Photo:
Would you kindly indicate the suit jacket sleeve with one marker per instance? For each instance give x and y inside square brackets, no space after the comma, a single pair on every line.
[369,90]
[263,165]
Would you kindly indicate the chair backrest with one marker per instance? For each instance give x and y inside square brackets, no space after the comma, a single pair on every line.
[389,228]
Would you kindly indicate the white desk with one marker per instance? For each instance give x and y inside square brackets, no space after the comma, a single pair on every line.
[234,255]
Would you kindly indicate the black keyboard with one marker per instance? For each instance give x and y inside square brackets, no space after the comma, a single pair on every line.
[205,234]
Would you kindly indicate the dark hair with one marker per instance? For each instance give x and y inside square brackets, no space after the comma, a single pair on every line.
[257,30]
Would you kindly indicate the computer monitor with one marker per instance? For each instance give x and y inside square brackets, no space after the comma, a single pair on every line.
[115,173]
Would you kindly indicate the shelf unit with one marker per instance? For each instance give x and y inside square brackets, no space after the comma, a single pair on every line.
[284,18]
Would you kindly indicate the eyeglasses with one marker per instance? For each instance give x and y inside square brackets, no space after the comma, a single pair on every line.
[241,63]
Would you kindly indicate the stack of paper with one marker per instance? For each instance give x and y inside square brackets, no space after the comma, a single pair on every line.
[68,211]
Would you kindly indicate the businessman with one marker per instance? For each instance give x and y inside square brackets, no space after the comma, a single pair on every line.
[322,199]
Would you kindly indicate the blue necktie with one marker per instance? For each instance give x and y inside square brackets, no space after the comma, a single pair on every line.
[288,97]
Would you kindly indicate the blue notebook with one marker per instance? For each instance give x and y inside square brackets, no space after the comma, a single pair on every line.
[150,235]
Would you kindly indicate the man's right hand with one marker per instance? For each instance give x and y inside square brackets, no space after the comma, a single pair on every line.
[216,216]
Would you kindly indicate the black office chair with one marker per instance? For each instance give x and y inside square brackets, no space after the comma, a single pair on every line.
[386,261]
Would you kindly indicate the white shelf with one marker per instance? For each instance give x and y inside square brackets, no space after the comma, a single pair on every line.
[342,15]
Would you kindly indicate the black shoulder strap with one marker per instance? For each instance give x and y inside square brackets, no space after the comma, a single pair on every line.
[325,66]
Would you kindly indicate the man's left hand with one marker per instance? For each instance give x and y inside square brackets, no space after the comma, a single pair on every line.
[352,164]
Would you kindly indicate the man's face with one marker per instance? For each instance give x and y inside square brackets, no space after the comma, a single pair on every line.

* [What needs to be done]: After reading the listing, copy it out exactly and in full.

* [Result below]:
Photo:
Would you kindly indicate the suit jacket sleeve with one marker per instance? For each instance give x and y inside square brackets, no space after the comma, a single pair on every line.
[369,90]
[263,165]
Would you kindly indicate the chair backrest with one marker per instance? For each instance give x and y inside square brackets, no space after the comma, a single pair on every line.
[389,228]
Would you kindly indicate the white desk with one marker per instance? For each instance give x and y inside square brackets, no space after the comma, a single pair on every line.
[234,255]
Would you kindly indicate the black keyboard with one marker per instance? For each instance give x and y inside square brackets, no space after the comma, a single pair on every line.
[205,234]
Would you kindly indicate the dark hair with one marker per instance? For each instance give x and y inside square brackets, no space after the comma, a single pair on every line.
[257,30]
Would you kindly indicate the computer monitor with one marker per instance? For each instance give x and y inside square brackets, no space after the comma, a single pair on every line.
[115,173]
Would you kindly indicate the shelf unit with one marker per instance? For each instance give x and y inside square brackets, no space after the comma, a single pair on every line.
[284,18]
Would you kindly indicate the eyeglasses with one marker per instance? For each instance give x and y inside square brackets, no space after the comma, a single pair on every line.
[241,63]
Would you kindly indicate the stack of paper with one marker per instance? For each instance give x and y inside square brackets, no space after the comma, a single pair on every line.
[68,211]
Would you kindly indicate the businessman with one marker per instance? For each instance give x and y inside square brackets, no space after the comma, a single pair on every line.
[322,199]
Would you kindly indicate the blue necktie with one marker per instance? For each instance give x and y inside square brackets, no space after the comma, a single pair on every line.
[288,97]
Would you kindly indicate the blue notebook with one marker per instance? For each instance give x and y inside square brackets, no space after the comma, a single pair on every line.
[150,235]
Would you kindly indicate the man's right hand with one marker per instance? For each instance give x and y inside square brackets, no space after the comma, a single pair on every line.
[216,216]
Would you kindly indicate the black office chair with one marker per instance? For each instance give x and y inside square brackets, no space after the comma, a single pair on every line.
[386,261]
Would you kindly indicate the white shelf with one marker per instance? For each instance give x and y inside square brackets, no space after the comma, a single pair on every line.
[342,15]
Would you kindly indicate the black shoulder strap with one marker per instance? For each instance give x and y inside square brackets, no space after the comma, a single pair on every line.
[325,66]
Would you kindly indicate the man's left hand with one marker per instance? For each instance give x and y inside square brackets, no space after the comma, a single pair on every line.
[352,164]
Would you kindly indicate the man's face with one marker per instance? For each instance give x and y inside square brackets, no space after the comma, a single pair on every line.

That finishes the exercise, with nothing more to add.